§ **SUPPLIED RECORDS**
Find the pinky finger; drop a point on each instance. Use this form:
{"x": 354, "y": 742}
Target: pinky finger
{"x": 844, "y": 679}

--

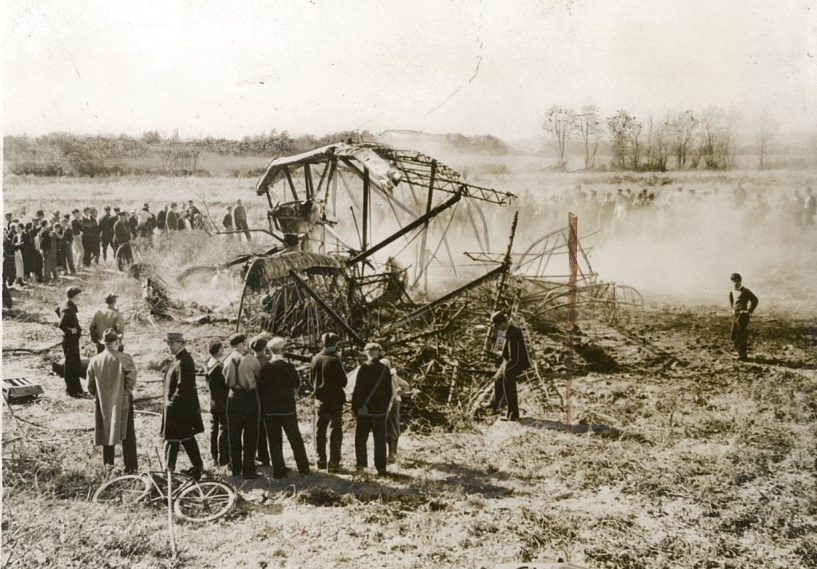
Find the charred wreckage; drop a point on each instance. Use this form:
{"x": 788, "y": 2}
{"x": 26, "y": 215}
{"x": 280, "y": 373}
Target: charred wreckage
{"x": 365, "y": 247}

§ **SET PROBLEM**
Identify every line in the listing above that contains the string "wreckage", and copy each such line in full. Case counts.

§ **WRITTEN ANSWER**
Find the charred wreckage; drop a point on each instance. Use this form:
Target: charred wreckage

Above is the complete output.